• **PROBLEM TO WORK ON**
Count the lines below that contain the string "leaf", with uppercase and lowercase treated as different. Reply with the number only.

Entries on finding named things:
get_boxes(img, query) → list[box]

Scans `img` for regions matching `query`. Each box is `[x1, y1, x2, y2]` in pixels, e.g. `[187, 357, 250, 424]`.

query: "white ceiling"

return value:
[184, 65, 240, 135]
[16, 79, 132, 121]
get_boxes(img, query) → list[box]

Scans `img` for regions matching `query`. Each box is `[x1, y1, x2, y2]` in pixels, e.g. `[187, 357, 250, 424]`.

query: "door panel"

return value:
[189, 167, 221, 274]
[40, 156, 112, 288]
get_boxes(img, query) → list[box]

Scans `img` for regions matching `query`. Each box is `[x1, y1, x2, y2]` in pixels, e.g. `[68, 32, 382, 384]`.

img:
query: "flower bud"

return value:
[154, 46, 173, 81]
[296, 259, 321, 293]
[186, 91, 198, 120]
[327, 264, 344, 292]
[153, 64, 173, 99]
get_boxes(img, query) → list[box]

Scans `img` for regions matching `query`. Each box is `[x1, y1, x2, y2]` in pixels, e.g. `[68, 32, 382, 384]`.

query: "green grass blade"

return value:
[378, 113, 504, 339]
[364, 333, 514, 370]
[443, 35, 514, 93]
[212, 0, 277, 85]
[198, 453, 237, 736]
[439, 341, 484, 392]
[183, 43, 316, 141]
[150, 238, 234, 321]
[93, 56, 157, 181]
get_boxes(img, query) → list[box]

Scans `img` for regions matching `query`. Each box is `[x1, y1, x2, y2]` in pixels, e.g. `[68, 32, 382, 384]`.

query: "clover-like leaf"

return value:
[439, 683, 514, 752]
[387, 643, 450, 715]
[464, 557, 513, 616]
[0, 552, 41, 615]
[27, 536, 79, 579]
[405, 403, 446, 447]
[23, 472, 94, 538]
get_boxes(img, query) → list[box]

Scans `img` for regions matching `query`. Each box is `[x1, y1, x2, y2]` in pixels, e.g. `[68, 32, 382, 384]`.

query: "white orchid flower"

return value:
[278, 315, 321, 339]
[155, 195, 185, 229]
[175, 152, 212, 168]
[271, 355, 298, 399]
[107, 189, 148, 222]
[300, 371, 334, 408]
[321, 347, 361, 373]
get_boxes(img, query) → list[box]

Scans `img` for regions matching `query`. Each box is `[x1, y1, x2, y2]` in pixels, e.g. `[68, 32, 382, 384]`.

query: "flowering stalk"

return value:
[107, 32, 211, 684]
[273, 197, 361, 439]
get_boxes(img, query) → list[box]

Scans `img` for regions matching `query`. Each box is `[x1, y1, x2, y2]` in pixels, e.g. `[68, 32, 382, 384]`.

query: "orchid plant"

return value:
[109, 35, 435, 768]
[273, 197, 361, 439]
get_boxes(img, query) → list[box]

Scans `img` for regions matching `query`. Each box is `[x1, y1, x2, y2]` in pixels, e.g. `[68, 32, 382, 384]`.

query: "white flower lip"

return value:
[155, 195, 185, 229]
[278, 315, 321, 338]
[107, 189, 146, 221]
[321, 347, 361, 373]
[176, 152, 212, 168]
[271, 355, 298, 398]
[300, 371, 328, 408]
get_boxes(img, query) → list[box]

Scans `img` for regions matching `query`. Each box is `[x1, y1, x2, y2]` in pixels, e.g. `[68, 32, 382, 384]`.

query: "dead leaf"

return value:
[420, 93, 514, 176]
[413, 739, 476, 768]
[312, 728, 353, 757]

• **EXERCISE ANSWER**
2